Prompt:
Please copy the passage about Nutmeg the cat below, beginning at the words "Moore and his" and stopping after "in at night.", and swap "heated dog house" for "insulated cat shelter".

Text passage:

━━━

One clue: CVS does carry some pet supplies, and John Burgon, an Executive Security guard, tells WW that Nutmeg once tore into a bag of cat treats and helped himself. He also once broke into the store’s pharmacy, though it’s unclear whether he was attempting a Drugstore Cowboy-style heist or simply exploring a potential career as a pharmacy technician, as his owner, Joe Moore, suggests.

Moore and his wife, Gabi, adopted Nutmeg a year ago after a friend had to rehome him. The cat was born under a trailer in Boone County, West Virginia, and has spent the bulk of his life in Centralia, Wash., as a mostly outdoor cat. The Moores set him up with a heated dog house in the backyard, put a collar and tag on him (along with an AirTag), and let him continue his wandering ways, though they do bring him in at night.

━━━

Segmentation mask data:
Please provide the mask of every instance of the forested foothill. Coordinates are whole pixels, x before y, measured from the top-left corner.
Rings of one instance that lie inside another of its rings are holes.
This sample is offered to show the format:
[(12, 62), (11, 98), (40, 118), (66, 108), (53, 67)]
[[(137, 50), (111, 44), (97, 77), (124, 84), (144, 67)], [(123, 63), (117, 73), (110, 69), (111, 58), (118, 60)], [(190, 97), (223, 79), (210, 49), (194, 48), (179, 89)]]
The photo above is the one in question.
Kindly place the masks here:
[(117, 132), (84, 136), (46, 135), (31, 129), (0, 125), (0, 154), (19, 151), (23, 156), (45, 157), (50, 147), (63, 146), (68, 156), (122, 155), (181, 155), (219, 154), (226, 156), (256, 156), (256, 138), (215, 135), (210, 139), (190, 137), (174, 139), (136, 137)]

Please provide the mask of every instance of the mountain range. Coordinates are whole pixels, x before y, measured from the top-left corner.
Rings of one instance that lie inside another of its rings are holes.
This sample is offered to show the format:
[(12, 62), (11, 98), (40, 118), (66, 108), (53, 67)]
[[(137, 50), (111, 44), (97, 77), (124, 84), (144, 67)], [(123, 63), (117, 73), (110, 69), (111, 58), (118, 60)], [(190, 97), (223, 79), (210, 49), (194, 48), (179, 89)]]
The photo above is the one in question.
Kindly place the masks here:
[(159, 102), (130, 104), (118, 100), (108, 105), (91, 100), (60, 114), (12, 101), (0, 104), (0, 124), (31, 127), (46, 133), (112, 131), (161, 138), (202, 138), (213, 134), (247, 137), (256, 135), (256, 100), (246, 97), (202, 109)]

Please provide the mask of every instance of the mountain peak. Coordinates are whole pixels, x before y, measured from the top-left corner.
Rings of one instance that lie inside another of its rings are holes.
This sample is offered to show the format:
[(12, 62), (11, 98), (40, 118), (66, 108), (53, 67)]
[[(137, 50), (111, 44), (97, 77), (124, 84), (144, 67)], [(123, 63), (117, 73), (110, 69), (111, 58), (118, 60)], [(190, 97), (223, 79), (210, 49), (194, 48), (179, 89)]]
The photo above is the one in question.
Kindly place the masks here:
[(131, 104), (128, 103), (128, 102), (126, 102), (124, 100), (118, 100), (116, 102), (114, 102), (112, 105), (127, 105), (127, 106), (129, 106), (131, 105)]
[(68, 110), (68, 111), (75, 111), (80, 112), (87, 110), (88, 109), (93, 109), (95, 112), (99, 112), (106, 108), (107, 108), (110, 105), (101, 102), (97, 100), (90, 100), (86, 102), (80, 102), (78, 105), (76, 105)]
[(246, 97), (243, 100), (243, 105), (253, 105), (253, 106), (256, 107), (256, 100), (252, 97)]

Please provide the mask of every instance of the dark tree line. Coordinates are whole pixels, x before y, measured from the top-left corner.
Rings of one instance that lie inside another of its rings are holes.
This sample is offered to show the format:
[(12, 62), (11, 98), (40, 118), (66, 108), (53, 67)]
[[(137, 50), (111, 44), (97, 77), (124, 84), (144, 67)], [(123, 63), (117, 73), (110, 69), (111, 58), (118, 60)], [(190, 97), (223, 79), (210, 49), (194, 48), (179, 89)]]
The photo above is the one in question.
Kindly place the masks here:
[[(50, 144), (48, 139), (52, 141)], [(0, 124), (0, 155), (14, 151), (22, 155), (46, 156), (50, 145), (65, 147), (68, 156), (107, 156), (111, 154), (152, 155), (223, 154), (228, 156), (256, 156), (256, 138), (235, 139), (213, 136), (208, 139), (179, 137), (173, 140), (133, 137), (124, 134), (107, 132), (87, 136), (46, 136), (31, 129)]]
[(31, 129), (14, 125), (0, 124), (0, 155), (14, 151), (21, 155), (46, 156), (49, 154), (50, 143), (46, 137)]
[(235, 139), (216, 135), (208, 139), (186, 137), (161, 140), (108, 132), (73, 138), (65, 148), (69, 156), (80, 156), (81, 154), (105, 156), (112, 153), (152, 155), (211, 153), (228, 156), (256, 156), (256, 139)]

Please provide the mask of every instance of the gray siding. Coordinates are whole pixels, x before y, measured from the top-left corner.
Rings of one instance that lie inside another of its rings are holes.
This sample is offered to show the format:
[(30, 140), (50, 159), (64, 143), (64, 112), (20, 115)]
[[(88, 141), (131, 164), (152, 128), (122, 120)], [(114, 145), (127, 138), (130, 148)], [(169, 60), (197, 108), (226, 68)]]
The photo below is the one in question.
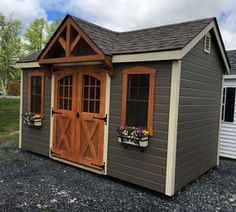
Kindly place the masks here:
[[(23, 113), (28, 112), (28, 74), (33, 70), (23, 71)], [(50, 143), (50, 107), (51, 107), (51, 78), (44, 78), (44, 120), (41, 128), (22, 125), (22, 149), (49, 155)]]
[(216, 165), (222, 74), (225, 70), (212, 34), (211, 53), (204, 40), (182, 61), (175, 190)]
[[(135, 146), (124, 149), (117, 142), (116, 135), (121, 116), (122, 70), (136, 65), (157, 69), (154, 136), (145, 152)], [(115, 77), (111, 81), (110, 96), (108, 175), (163, 193), (166, 180), (171, 68), (171, 62), (117, 64)]]

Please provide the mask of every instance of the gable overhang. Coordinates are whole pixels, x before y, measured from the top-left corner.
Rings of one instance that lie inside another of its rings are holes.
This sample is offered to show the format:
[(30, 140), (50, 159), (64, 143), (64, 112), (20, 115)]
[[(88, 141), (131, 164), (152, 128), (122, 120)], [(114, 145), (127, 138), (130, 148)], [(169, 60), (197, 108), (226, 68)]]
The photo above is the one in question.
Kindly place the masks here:
[(112, 63), (181, 60), (212, 29), (214, 31), (227, 73), (230, 73), (229, 60), (226, 54), (226, 50), (216, 20), (212, 20), (196, 37), (194, 37), (182, 49), (159, 51), (159, 52), (136, 53), (136, 54), (120, 54), (120, 55), (117, 54), (112, 56)]
[(40, 65), (38, 61), (31, 61), (31, 62), (19, 62), (16, 63), (13, 68), (21, 69), (21, 68), (39, 68)]

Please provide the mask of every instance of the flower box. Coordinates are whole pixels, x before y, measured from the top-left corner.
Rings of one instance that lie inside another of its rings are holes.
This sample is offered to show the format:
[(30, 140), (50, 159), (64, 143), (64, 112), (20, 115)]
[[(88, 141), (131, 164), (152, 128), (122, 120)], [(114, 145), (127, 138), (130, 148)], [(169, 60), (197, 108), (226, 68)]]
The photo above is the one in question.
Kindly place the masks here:
[(148, 146), (148, 137), (143, 137), (143, 138), (127, 138), (127, 137), (121, 137), (118, 136), (118, 142), (122, 144), (129, 144), (129, 145), (134, 145), (134, 146), (139, 146), (139, 147), (147, 147)]
[(41, 127), (43, 119), (40, 114), (33, 114), (31, 112), (22, 114), (24, 124), (28, 127)]
[(34, 119), (34, 126), (41, 127), (42, 126), (42, 119)]

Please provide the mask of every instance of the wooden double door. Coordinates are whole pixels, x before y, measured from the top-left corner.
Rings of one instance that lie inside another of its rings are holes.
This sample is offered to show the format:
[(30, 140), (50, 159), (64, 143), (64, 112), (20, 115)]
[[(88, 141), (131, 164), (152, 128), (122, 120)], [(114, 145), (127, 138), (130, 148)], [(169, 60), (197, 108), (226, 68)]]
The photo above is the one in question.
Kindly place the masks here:
[(55, 71), (54, 82), (52, 154), (102, 169), (106, 73), (63, 68)]

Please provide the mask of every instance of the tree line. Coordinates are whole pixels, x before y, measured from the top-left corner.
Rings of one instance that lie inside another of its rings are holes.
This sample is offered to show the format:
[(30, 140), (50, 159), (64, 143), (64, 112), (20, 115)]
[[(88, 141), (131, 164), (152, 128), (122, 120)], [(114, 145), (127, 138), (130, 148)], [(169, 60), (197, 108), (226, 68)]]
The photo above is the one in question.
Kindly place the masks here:
[(14, 64), (44, 48), (61, 21), (36, 18), (23, 32), (19, 20), (0, 14), (0, 91), (7, 95), (11, 83), (19, 84), (20, 70)]

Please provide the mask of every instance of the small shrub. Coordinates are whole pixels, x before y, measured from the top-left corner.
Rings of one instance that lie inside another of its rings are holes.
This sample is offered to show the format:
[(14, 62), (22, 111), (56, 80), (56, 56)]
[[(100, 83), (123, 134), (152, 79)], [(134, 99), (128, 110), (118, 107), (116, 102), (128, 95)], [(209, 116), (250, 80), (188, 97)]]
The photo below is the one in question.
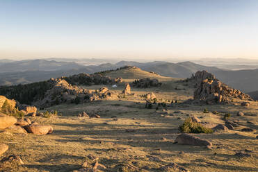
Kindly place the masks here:
[(182, 132), (185, 133), (211, 133), (213, 132), (211, 128), (193, 121), (191, 118), (187, 118), (184, 123), (179, 126), (179, 129)]
[(204, 110), (203, 110), (203, 112), (204, 112), (204, 113), (209, 113), (209, 110), (208, 110), (208, 109), (207, 109), (207, 108), (204, 109)]

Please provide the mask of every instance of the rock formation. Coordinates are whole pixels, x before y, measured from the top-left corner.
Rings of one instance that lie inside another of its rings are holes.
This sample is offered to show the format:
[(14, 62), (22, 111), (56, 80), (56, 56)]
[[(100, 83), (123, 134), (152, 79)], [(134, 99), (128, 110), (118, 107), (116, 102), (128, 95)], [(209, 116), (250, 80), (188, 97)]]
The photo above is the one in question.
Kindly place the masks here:
[(122, 90), (122, 94), (131, 94), (131, 87), (129, 83), (125, 84), (125, 87)]
[(175, 143), (179, 144), (188, 144), (197, 146), (211, 146), (212, 144), (206, 139), (200, 139), (188, 134), (181, 134), (177, 136), (175, 140)]
[(53, 132), (53, 128), (50, 126), (31, 124), (24, 127), (29, 133), (35, 135), (47, 135)]
[(102, 87), (99, 90), (90, 90), (72, 85), (65, 80), (51, 78), (49, 82), (54, 85), (51, 89), (47, 91), (44, 98), (34, 103), (37, 107), (50, 107), (61, 103), (79, 103), (83, 101), (92, 101), (113, 96), (113, 93), (107, 87)]
[(0, 116), (0, 130), (6, 129), (17, 122), (17, 119), (13, 117)]
[(0, 144), (0, 155), (6, 152), (8, 150), (8, 146), (5, 144)]
[(140, 88), (148, 88), (151, 87), (161, 86), (161, 83), (159, 82), (157, 79), (143, 78), (136, 80), (133, 82), (133, 87)]
[(241, 91), (223, 83), (213, 75), (206, 71), (197, 71), (192, 78), (195, 82), (194, 103), (232, 103), (234, 98), (252, 101), (252, 98)]

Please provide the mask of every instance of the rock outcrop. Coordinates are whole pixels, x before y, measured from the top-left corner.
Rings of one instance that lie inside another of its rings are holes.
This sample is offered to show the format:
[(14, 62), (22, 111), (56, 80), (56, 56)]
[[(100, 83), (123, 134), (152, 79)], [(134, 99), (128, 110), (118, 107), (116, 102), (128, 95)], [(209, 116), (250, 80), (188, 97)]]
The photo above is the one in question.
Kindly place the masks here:
[(47, 91), (43, 99), (34, 103), (36, 106), (45, 108), (61, 103), (79, 103), (106, 98), (114, 95), (107, 87), (93, 91), (72, 85), (65, 80), (61, 78), (52, 78), (50, 82), (52, 83), (54, 87)]
[(122, 81), (122, 78), (112, 78), (109, 76), (103, 76), (102, 74), (87, 74), (84, 73), (73, 75), (69, 77), (62, 77), (61, 79), (65, 80), (70, 84), (74, 85), (111, 85), (120, 83)]
[(0, 130), (6, 129), (17, 122), (16, 118), (9, 116), (0, 116)]
[(131, 94), (131, 87), (129, 83), (125, 84), (125, 87), (122, 90), (122, 94)]
[(53, 132), (53, 128), (50, 126), (31, 124), (24, 127), (29, 133), (35, 135), (47, 135)]
[(206, 71), (196, 72), (192, 79), (195, 80), (196, 87), (193, 95), (194, 103), (209, 105), (232, 103), (234, 98), (253, 101), (249, 95), (231, 88)]
[(8, 150), (8, 146), (5, 144), (0, 144), (0, 155), (6, 152)]
[(162, 83), (157, 79), (143, 78), (136, 80), (133, 82), (133, 87), (139, 88), (150, 88), (151, 87), (159, 87)]
[(146, 99), (148, 99), (148, 100), (152, 100), (156, 98), (155, 94), (153, 92), (147, 93), (146, 94), (143, 95), (142, 96), (145, 97)]
[(197, 146), (212, 146), (212, 144), (208, 140), (202, 139), (197, 137), (184, 133), (177, 136), (175, 140), (175, 143)]
[(3, 106), (6, 101), (11, 108), (13, 108), (15, 107), (16, 101), (15, 100), (10, 100), (7, 98), (6, 96), (0, 96), (0, 108)]

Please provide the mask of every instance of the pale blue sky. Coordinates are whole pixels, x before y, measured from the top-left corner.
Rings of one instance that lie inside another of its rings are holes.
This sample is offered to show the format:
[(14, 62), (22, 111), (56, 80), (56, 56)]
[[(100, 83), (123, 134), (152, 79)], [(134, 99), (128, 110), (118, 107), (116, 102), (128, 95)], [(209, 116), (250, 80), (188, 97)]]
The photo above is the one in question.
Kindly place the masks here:
[(258, 1), (0, 1), (0, 58), (258, 58)]

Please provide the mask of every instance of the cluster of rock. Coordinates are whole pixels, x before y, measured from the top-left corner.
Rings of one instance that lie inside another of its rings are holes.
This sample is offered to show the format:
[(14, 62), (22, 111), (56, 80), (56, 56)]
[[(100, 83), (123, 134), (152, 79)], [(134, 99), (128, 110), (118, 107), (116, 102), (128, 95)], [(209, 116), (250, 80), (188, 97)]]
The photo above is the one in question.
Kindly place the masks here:
[(153, 92), (147, 93), (142, 95), (141, 96), (145, 98), (147, 100), (153, 100), (156, 98)]
[(19, 100), (21, 103), (45, 108), (63, 102), (72, 102), (76, 96), (79, 96), (80, 101), (84, 98), (93, 101), (110, 94), (107, 92), (106, 95), (100, 95), (98, 92), (87, 90), (76, 86), (77, 85), (113, 85), (122, 81), (122, 78), (111, 78), (101, 74), (80, 74), (32, 84), (1, 87), (0, 91), (1, 95)]
[(159, 87), (162, 83), (159, 82), (157, 79), (143, 78), (135, 80), (133, 82), (133, 87), (139, 88), (150, 88), (151, 87)]
[(181, 134), (175, 140), (175, 144), (193, 145), (197, 146), (212, 146), (211, 142), (207, 139), (202, 139), (189, 134)]
[(0, 116), (0, 130), (22, 134), (47, 135), (53, 132), (53, 128), (50, 126), (31, 122), (29, 119), (17, 119), (14, 117), (3, 114)]
[(73, 75), (69, 77), (61, 77), (61, 79), (64, 79), (72, 85), (111, 85), (120, 83), (122, 82), (122, 78), (112, 78), (109, 76), (105, 76), (101, 74), (87, 74), (84, 73)]
[(231, 88), (206, 71), (196, 72), (192, 79), (195, 82), (193, 95), (195, 103), (232, 103), (234, 98), (253, 101), (249, 95)]
[(122, 92), (124, 94), (131, 94), (131, 87), (129, 83), (125, 84), (125, 87)]
[(72, 85), (65, 80), (61, 78), (51, 78), (51, 82), (54, 85), (51, 89), (47, 91), (44, 98), (34, 103), (40, 108), (50, 107), (61, 103), (76, 103), (84, 101), (92, 101), (114, 96), (114, 93), (107, 87), (102, 87), (99, 90), (86, 89), (82, 87)]

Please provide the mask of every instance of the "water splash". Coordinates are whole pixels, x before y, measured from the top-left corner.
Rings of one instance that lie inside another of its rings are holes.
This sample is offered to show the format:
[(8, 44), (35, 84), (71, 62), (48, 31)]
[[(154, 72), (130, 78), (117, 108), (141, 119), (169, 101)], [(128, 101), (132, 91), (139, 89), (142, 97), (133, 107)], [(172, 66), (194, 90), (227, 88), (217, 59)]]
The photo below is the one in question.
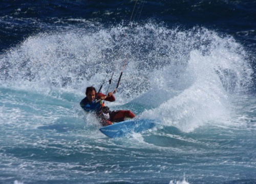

━━━

Solution:
Moore and his wife, Gabi, adopted Nutmeg a year ago after a friend had to rehome him. The cat was born under a trailer in Boone County, West Virginia, and has spent the bulk of his life in Centralia, Wash., as a mostly outdoor cat. The Moores set him up with a insulated cat shelter in the backyard, put a collar and tag on him (along with an AirTag), and let him continue his wandering ways, though they do bring him in at night.